The answer must consist of every record below, reproduced exactly.
--*--
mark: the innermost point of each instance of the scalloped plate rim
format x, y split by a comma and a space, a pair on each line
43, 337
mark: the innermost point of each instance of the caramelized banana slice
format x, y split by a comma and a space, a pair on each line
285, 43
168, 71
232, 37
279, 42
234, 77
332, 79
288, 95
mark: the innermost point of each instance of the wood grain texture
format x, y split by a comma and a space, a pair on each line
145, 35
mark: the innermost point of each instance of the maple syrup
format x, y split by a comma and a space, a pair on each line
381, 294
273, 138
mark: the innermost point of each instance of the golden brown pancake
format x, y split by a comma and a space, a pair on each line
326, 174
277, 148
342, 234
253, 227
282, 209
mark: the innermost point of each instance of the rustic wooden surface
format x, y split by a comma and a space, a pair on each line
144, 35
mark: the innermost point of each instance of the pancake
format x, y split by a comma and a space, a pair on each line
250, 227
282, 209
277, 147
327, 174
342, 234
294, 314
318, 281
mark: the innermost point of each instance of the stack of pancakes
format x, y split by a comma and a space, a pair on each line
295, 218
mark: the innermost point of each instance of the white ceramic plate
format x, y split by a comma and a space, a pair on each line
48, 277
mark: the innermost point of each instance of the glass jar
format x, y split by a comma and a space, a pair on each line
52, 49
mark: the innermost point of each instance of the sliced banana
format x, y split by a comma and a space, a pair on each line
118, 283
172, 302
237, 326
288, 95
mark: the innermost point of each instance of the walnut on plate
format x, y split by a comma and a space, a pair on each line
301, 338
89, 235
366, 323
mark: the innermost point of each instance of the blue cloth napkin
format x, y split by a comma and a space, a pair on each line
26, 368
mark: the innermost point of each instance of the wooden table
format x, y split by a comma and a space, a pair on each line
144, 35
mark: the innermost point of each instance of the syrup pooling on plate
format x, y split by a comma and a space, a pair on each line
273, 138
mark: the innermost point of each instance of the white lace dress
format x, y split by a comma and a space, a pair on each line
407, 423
--*--
YOUR RESPONSE »
mark: the innermost point of each instance of the scalloped plate rim
format x, y split by a comma and a space, a pair on each line
43, 337
mark: the innermost point of each instance of the caramelized banana slice
format x, y split by a comma and a space, a pair on each line
285, 43
168, 71
232, 37
279, 42
234, 77
332, 79
288, 95
mark: the innermost point of each instance of the wood grain texture
format x, y split by a comma and a space, a pair on each line
145, 35
mark: the innermost point of each instance of the maple syrup
format x, y split by a comma and a space, a pair on each line
381, 294
273, 138
mark: the innermost point of each instance of the golden brown pancake
format x, y split by a comma and a space, a pair on each line
326, 174
277, 148
342, 234
253, 227
282, 209
mark: the innermost point of each instance of the rustic wooden surface
format x, y split by a comma and a space, a pair on each line
144, 35
mark: the innermost point of each instance of the pancake
format x, y split by a comma and a space, a pair on each line
250, 227
282, 209
277, 147
327, 174
342, 234
294, 314
318, 281
mark: the innermost point of each instance of the stack of pancakes
format x, y split by a comma and a space, a pair on each line
295, 218
mark: the innermost point of each instance of the white ceramic plate
format x, y split by a comma and a space, a pair on each line
48, 277
mark: the innermost point of each instance of the glass jar
format x, y split by a comma and a space, a pair on each line
52, 49
mark: the innermost point of each instance of the sliced banana
format x, y split by a comma and a space, a pair on each line
118, 283
172, 302
237, 326
288, 95
mark: the innermost point of each instance of the walnut on plate
format x, y split by a comma and a space, a pair on each line
301, 338
89, 235
366, 323
mark: the innermost point of each instance of the blue cloth napkin
format x, y split by a comma and a space, a pair on each line
26, 368
mark: the innermost point of each instance of the wooden table
format x, y split by a comma and a space, a pair on each line
144, 35
mark: the innermost point of each instance of the syrup pooling on plate
format x, y split by a comma and a space, a pair on each line
273, 138
mark: the innermost point of each instance of the white lace dress
format x, y split by a comma and a space, a pair on each line
407, 423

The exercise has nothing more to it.